The problem: Return exactly the lines from the "Task: spot one point per instance of the front bumper." line through the last line of the entries below. Include no pictures.

Entries provided:
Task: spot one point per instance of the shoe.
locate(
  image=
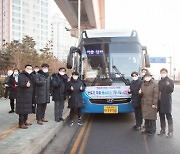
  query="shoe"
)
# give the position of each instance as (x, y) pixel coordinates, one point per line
(44, 120)
(61, 119)
(134, 126)
(40, 122)
(71, 124)
(27, 124)
(23, 126)
(137, 128)
(144, 131)
(150, 134)
(162, 132)
(169, 135)
(80, 122)
(12, 111)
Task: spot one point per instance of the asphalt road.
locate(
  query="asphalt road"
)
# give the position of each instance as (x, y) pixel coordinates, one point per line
(113, 134)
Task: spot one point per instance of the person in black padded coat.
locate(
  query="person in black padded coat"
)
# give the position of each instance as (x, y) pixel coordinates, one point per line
(75, 89)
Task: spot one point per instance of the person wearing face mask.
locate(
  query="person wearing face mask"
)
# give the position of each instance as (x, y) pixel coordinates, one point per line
(59, 86)
(166, 87)
(136, 99)
(75, 88)
(34, 73)
(143, 72)
(6, 83)
(24, 96)
(149, 91)
(42, 92)
(13, 85)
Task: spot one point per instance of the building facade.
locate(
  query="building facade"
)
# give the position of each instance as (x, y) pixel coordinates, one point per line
(60, 37)
(24, 17)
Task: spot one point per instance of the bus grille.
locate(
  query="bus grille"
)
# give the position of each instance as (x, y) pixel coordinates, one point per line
(110, 101)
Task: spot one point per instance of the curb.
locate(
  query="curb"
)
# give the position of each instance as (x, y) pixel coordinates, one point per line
(37, 145)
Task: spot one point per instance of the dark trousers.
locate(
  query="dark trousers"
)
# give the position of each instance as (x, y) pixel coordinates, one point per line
(12, 104)
(169, 120)
(72, 113)
(58, 109)
(150, 125)
(40, 111)
(6, 92)
(22, 118)
(138, 116)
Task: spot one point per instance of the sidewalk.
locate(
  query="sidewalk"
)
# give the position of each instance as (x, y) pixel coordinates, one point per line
(26, 141)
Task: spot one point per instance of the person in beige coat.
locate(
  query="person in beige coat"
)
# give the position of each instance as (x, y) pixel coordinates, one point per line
(149, 91)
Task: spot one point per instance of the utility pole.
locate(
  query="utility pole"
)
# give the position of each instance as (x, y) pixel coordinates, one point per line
(79, 18)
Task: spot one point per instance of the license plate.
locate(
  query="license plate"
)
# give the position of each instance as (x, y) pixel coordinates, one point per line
(110, 109)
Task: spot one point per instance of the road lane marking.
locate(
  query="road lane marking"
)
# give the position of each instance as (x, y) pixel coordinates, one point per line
(81, 133)
(83, 145)
(14, 128)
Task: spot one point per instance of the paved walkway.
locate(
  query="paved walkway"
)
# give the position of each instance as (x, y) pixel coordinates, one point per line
(26, 141)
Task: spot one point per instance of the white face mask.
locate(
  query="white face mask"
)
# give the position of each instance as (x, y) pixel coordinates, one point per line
(135, 78)
(36, 70)
(45, 70)
(147, 78)
(75, 77)
(10, 72)
(61, 73)
(143, 74)
(29, 71)
(163, 75)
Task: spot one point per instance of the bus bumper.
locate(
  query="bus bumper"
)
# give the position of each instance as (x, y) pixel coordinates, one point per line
(88, 107)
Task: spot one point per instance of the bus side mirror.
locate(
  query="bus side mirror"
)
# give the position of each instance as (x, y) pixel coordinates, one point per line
(70, 56)
(147, 61)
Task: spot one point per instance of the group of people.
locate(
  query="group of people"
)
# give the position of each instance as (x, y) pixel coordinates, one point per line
(32, 90)
(150, 97)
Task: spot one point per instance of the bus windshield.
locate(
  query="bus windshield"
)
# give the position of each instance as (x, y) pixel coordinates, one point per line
(100, 59)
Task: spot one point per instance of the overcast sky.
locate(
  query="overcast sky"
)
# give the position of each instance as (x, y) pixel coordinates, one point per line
(156, 21)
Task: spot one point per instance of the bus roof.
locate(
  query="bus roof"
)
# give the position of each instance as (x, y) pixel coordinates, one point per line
(110, 33)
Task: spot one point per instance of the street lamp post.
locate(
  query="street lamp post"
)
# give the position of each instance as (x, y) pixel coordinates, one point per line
(79, 18)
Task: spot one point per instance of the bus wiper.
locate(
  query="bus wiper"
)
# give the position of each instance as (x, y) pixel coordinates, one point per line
(126, 81)
(95, 80)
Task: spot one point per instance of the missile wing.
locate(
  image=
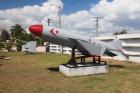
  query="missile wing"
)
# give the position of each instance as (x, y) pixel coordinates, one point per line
(86, 45)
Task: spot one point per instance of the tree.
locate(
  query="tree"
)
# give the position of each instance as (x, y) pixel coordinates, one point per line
(18, 34)
(19, 37)
(4, 35)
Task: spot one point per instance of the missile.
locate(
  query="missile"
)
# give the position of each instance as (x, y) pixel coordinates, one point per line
(86, 45)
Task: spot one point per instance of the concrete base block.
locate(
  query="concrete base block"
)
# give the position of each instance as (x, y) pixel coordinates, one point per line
(83, 69)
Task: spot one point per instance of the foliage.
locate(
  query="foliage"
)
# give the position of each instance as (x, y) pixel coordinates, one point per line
(4, 35)
(20, 36)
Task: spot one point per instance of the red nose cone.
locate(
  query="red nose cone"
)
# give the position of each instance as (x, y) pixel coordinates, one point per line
(36, 30)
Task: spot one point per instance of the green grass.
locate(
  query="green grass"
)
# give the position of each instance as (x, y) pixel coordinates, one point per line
(32, 74)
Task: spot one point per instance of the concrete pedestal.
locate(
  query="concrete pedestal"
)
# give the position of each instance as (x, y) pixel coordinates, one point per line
(87, 69)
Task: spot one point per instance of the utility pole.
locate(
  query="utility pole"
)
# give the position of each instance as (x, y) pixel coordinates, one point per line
(97, 24)
(59, 20)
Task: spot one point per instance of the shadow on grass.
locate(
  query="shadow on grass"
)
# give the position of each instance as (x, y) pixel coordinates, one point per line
(53, 69)
(117, 66)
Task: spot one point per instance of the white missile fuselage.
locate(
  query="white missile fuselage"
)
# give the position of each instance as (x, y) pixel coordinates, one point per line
(85, 44)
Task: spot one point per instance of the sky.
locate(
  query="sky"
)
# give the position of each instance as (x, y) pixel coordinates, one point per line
(70, 5)
(77, 15)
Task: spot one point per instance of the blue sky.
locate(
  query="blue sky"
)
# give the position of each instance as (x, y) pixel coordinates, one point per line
(70, 6)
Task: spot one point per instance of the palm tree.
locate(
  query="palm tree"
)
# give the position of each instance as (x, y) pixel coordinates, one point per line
(18, 34)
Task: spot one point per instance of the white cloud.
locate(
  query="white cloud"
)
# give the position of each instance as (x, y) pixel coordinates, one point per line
(117, 15)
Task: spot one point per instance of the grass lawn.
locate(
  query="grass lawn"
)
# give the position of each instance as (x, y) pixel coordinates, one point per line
(39, 74)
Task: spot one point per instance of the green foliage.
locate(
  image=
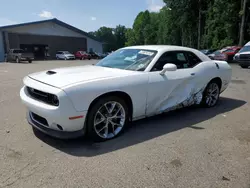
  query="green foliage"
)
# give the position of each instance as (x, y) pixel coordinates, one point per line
(178, 22)
(112, 38)
(193, 23)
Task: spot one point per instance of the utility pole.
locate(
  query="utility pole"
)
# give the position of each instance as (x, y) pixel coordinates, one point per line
(242, 26)
(199, 27)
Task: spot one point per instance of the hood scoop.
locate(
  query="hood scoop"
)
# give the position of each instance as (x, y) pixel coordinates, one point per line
(50, 72)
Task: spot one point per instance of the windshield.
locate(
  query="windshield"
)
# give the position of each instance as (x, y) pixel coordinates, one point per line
(245, 49)
(128, 59)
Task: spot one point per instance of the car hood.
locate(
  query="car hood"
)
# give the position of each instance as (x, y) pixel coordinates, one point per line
(68, 54)
(63, 77)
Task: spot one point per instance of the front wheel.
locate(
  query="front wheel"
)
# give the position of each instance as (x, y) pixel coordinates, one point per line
(107, 118)
(211, 94)
(17, 60)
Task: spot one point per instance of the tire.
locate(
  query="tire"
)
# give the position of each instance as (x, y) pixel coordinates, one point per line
(244, 66)
(211, 94)
(98, 112)
(17, 60)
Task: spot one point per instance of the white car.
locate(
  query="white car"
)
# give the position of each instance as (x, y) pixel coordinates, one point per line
(99, 100)
(64, 55)
(243, 56)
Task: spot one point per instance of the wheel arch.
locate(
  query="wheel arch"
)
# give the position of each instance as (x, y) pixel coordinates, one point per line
(121, 94)
(217, 80)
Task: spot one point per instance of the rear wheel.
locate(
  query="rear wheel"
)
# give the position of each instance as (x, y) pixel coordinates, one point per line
(107, 118)
(244, 66)
(211, 94)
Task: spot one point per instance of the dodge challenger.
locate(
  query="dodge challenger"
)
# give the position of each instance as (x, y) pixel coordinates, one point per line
(130, 84)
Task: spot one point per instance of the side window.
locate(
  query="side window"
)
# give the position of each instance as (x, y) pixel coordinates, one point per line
(192, 59)
(175, 57)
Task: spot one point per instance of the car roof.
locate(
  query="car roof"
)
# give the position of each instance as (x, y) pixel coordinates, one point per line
(160, 47)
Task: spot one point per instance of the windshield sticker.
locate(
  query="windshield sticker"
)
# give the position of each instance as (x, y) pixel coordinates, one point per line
(146, 53)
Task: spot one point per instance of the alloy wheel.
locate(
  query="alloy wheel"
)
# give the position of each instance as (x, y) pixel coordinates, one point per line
(109, 120)
(212, 94)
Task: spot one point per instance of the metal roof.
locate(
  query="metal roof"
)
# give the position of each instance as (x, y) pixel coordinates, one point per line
(56, 21)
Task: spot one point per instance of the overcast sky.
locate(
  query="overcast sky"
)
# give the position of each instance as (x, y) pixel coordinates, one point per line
(87, 15)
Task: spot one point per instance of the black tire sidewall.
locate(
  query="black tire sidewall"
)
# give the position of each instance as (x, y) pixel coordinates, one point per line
(17, 60)
(205, 93)
(91, 133)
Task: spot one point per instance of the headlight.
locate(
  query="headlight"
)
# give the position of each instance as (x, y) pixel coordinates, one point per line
(54, 100)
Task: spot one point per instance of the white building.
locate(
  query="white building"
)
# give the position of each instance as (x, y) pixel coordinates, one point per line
(53, 35)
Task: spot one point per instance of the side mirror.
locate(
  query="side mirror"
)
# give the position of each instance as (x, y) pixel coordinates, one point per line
(168, 67)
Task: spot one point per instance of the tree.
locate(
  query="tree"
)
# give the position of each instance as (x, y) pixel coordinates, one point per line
(105, 34)
(120, 36)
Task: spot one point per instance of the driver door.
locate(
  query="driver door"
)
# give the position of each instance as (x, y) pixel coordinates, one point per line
(174, 89)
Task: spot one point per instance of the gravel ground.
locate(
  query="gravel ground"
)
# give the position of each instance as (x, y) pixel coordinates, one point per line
(193, 147)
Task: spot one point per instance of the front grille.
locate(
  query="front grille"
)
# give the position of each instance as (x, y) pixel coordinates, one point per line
(244, 57)
(43, 96)
(39, 119)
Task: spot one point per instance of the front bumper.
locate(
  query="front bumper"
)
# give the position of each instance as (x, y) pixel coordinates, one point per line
(54, 115)
(53, 133)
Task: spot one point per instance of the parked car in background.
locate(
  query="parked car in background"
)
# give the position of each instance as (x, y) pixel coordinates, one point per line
(94, 55)
(217, 55)
(243, 56)
(19, 55)
(230, 52)
(208, 51)
(64, 55)
(100, 100)
(225, 54)
(82, 55)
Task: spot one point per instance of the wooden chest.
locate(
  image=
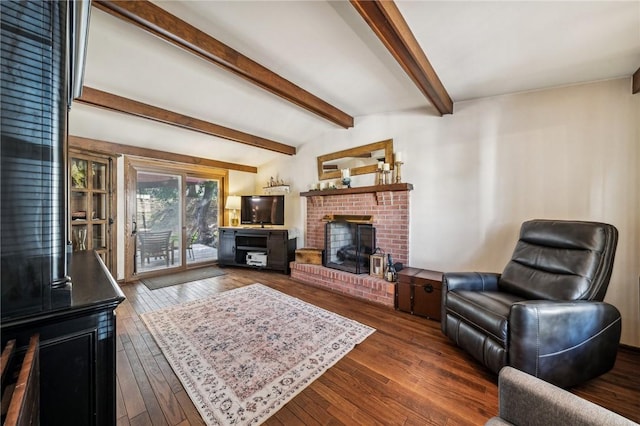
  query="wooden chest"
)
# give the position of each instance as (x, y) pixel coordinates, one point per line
(418, 292)
(311, 256)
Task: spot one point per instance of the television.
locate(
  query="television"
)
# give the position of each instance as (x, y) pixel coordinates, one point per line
(262, 210)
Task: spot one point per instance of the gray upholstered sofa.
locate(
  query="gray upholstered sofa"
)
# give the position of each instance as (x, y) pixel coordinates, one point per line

Task response:
Task: spot one point per instance of the front bumper.
locate(
  query="front bumper"
)
# give the position of each instance as (x, y) pixel coordinates, one point per line
(54, 115)
(53, 133)
Task: spot one point per instance of the parked car in background.
locate(
  query="parked car in background"
)
# give the position of each instance as (x, y) pixel coordinates, one point per line
(94, 55)
(217, 55)
(243, 56)
(19, 55)
(230, 52)
(208, 51)
(64, 55)
(100, 100)
(225, 54)
(82, 55)
Task: spot one point per instance of the wooden chest.
locate(
  image=
  query="wooden chest"
)
# give the position of each instance as (x, y) pixel coordinates, one point per line
(418, 292)
(311, 256)
Task: spot one point per instance of the television.
locate(
  query="television"
)
# give the position of each instance as (x, y) pixel coordinates, one point per line
(262, 210)
Task: spot one point per instance of the gray upholstered sofa.
locate(
  query="gray upholstered sofa"
)
# give the position of each instance as (x, y) pixel coordinates, one point per line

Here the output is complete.